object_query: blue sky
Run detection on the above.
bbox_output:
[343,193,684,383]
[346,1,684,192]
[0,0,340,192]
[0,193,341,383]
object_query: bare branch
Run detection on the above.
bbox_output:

## [WHAT YOU WILL DO]
Write out the data above once more, exactly as it reads.

## [RESPONSE TO THE TASK]
object_query: blue sky
Run detection on the above.
bbox_output:
[343,193,684,383]
[346,1,684,192]
[0,0,340,192]
[0,193,341,383]
object_query: bare branch
Run detection on the above.
bbox_output:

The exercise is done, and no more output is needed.